----- Listed records

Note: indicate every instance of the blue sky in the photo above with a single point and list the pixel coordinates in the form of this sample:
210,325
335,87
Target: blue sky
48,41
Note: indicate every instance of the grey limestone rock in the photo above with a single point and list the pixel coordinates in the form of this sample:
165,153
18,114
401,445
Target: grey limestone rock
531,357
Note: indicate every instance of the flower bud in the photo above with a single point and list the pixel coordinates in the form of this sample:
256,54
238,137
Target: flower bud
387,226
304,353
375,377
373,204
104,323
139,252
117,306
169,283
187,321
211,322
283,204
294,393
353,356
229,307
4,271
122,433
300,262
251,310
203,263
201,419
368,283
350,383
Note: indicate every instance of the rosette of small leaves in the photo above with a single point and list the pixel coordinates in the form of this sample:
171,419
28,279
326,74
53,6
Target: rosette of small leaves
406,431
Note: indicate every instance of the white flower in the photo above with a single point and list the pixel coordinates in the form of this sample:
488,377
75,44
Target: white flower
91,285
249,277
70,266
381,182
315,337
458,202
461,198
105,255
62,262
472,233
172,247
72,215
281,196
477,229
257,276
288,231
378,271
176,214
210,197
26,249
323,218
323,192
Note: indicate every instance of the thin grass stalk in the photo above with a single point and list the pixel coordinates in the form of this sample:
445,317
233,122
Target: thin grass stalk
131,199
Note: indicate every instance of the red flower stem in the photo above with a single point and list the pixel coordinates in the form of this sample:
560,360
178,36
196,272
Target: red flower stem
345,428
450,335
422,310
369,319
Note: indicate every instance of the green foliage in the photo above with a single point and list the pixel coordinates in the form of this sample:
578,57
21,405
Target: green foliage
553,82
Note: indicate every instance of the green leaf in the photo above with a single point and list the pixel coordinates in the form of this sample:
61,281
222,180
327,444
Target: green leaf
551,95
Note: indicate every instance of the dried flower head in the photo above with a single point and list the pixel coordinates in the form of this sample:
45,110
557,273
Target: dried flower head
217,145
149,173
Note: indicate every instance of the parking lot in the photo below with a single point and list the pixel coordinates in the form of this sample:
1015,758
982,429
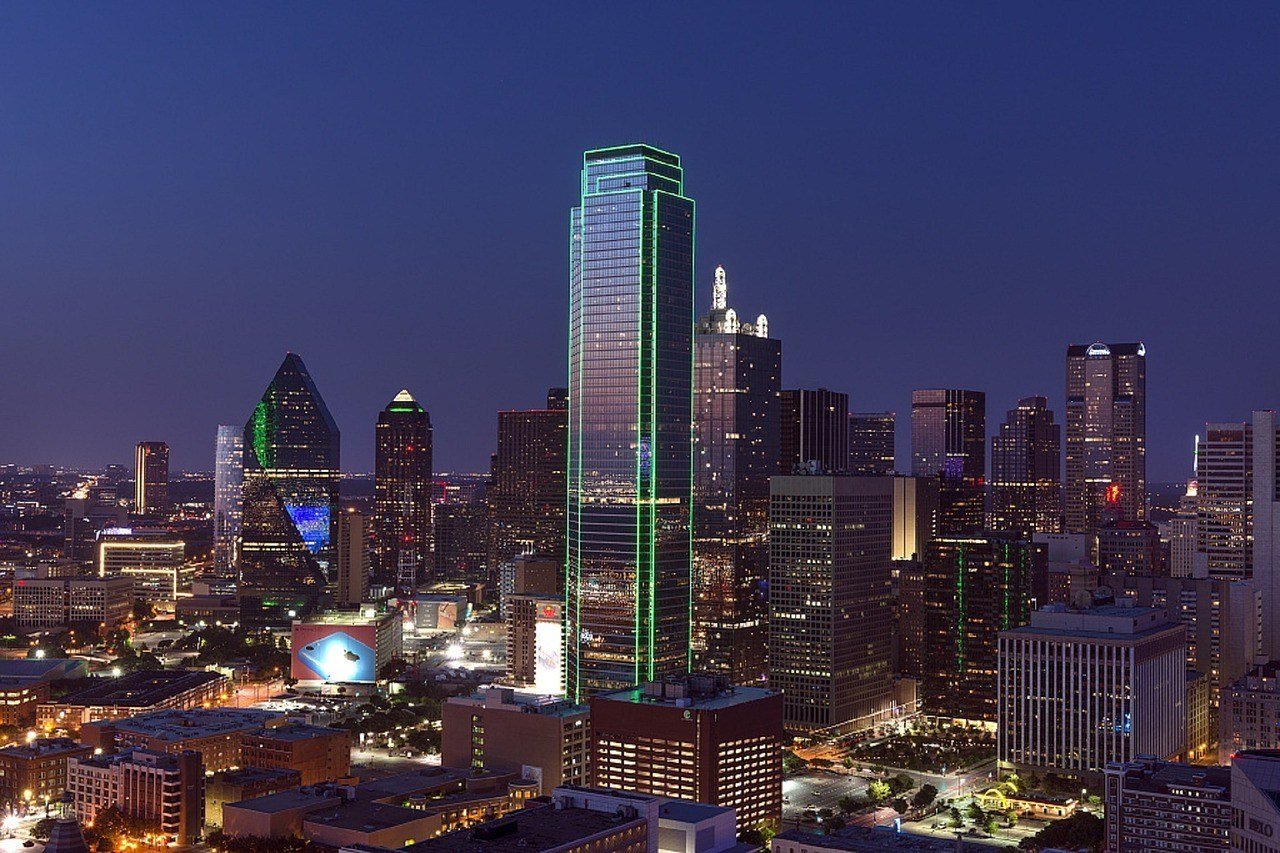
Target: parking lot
818,789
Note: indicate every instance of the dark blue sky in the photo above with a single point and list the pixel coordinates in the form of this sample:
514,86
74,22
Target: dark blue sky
937,195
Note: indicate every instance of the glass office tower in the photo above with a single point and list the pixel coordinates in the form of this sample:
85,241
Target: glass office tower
288,527
630,480
228,489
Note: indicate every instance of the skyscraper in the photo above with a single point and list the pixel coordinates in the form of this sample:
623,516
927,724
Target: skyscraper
814,429
974,587
1238,509
526,491
737,374
1025,461
830,607
291,498
352,550
228,492
949,441
402,492
1106,434
151,478
631,286
871,442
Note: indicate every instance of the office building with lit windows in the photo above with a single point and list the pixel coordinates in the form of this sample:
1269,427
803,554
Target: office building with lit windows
289,521
871,442
830,600
1106,434
949,441
1025,488
526,491
737,375
973,588
501,730
814,430
1079,689
630,422
402,492
694,738
228,493
151,478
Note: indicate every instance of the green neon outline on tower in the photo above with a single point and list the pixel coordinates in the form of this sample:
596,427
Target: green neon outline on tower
630,425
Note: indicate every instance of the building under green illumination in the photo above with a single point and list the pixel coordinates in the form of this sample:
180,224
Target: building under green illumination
630,479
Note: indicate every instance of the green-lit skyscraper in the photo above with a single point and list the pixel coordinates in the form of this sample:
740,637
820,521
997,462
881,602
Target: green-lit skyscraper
288,529
630,478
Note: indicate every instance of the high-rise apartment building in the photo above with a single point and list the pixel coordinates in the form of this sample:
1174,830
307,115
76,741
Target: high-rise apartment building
694,738
402,492
973,588
814,430
1106,434
228,493
830,609
1082,688
291,498
1025,488
151,478
164,790
871,442
630,422
526,491
1160,804
949,441
352,551
737,375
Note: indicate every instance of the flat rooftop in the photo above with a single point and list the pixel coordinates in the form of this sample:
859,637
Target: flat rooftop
365,816
41,747
726,698
1159,776
197,723
142,688
538,828
297,731
869,840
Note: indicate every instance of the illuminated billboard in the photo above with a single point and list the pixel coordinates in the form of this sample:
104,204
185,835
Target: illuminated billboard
548,638
336,653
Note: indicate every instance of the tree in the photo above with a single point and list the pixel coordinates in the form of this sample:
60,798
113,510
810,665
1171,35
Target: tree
926,796
1079,830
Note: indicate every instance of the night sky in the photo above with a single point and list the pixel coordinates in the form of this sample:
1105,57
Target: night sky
944,195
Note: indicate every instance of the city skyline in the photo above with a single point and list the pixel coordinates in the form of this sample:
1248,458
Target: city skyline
959,192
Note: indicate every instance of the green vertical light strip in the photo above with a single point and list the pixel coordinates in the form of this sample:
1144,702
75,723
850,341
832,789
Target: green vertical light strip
960,609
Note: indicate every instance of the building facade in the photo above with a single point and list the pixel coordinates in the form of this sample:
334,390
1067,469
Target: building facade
228,495
289,511
151,478
1106,434
1078,689
693,738
402,492
737,378
973,588
871,442
352,552
526,492
830,607
630,422
1159,804
814,430
501,730
1025,489
949,441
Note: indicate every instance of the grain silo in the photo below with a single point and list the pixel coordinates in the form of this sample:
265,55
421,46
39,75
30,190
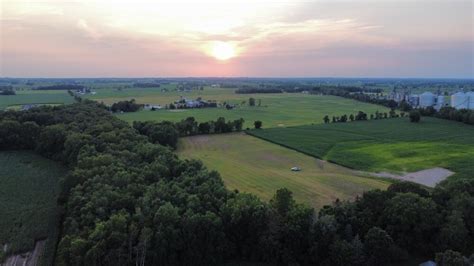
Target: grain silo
470,96
459,100
427,99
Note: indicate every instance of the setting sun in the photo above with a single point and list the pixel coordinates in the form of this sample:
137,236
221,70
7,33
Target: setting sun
223,50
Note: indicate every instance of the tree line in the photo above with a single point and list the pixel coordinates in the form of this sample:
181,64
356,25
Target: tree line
361,116
128,201
72,87
7,90
167,133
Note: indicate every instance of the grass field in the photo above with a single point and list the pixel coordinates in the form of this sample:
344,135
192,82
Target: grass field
34,97
28,192
276,110
394,145
253,165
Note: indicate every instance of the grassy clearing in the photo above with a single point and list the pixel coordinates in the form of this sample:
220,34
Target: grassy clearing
276,110
34,97
384,145
28,192
253,165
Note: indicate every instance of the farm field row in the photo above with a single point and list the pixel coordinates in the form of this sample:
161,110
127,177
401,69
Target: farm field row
34,97
394,145
276,110
256,166
28,195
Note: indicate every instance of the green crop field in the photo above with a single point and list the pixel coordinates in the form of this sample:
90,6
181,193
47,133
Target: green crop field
394,145
34,97
276,110
28,193
253,165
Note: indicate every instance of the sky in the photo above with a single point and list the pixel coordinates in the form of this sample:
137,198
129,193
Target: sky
244,38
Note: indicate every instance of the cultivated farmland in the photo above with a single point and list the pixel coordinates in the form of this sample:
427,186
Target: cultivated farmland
34,97
253,165
394,145
276,110
28,193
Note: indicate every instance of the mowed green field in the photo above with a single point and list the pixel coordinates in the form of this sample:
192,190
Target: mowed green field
253,165
34,97
394,145
29,186
276,110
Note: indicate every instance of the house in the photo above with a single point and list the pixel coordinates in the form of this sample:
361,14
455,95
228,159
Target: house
149,106
295,169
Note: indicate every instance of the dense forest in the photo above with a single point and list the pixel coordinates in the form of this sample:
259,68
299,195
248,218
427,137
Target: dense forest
449,113
128,201
146,85
125,106
166,133
7,90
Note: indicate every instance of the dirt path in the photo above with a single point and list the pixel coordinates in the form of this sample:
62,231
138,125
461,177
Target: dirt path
428,177
29,258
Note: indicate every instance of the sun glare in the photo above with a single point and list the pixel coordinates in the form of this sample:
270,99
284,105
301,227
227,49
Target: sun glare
223,50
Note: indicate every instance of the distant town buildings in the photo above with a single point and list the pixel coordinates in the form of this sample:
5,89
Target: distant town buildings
459,100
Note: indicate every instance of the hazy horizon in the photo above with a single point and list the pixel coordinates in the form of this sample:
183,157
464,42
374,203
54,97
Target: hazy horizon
260,38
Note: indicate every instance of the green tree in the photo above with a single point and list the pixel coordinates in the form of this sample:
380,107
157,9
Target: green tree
377,246
351,117
406,219
258,124
204,128
251,102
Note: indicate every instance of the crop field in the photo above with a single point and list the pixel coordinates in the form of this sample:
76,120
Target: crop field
28,193
253,165
394,145
276,110
34,97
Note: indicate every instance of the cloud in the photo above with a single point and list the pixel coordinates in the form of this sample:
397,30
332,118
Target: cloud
91,32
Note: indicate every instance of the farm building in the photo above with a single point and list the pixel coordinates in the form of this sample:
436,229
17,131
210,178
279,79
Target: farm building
427,99
153,107
198,103
470,104
460,100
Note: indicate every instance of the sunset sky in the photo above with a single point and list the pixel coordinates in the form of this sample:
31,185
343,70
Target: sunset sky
155,38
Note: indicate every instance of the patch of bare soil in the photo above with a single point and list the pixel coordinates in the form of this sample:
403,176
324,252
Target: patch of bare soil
29,258
427,177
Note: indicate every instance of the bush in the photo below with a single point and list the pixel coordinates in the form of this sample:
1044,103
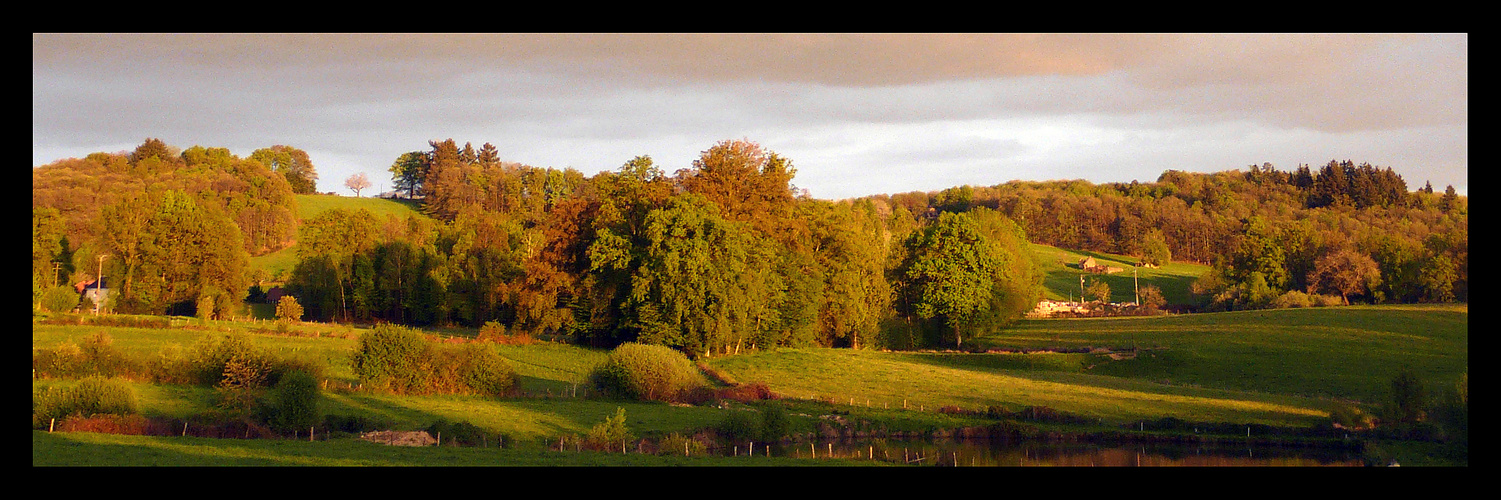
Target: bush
93,395
59,299
775,425
401,361
677,443
611,433
288,310
641,371
484,371
95,356
294,401
392,358
740,427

----------

» **What is being asked**
When a line in the material contains the string "below", copy that line.

» **Answer space**
Note: indicate every instance of the parking lot in the photo below with a single point and list the pixel coordinates in the form of this sample:
Note: indicate every instance of the grain silo in the photo below with a single point and list the pixel coordinates in the form of this sample:
Note: indicate every instance of the bush in the photo below with a single point and list the pixel coordinates in the form of this sample:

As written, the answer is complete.